Goal:
Reproduce every line of the records below verbatim.

Data pulled from a collection:

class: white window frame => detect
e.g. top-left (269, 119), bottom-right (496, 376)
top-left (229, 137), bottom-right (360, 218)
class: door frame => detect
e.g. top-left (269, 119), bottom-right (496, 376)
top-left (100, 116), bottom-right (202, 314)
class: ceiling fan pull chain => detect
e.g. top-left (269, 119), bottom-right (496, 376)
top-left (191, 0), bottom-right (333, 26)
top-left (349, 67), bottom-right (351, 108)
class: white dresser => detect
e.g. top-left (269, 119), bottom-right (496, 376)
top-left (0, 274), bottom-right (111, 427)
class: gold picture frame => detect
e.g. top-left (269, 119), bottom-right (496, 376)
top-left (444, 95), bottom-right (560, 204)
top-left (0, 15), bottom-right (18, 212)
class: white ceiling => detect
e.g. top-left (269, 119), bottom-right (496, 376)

Exercise answer:
class: white window frame => detect
e.g. top-left (269, 119), bottom-right (496, 376)
top-left (229, 137), bottom-right (360, 218)
class: door frame => detect
e.g. top-left (269, 119), bottom-right (496, 376)
top-left (100, 116), bottom-right (202, 314)
class: ceiling fan pull chain => detect
e.g. top-left (269, 119), bottom-right (496, 376)
top-left (191, 0), bottom-right (333, 26)
top-left (349, 67), bottom-right (351, 108)
class: white dresser => detect
e.g. top-left (269, 119), bottom-right (496, 376)
top-left (0, 274), bottom-right (111, 427)
class: gold picture frame => detect
e.g. top-left (269, 119), bottom-right (496, 376)
top-left (444, 95), bottom-right (560, 204)
top-left (0, 15), bottom-right (18, 212)
class: white ceiling => detect
e.g. top-left (269, 119), bottom-right (496, 376)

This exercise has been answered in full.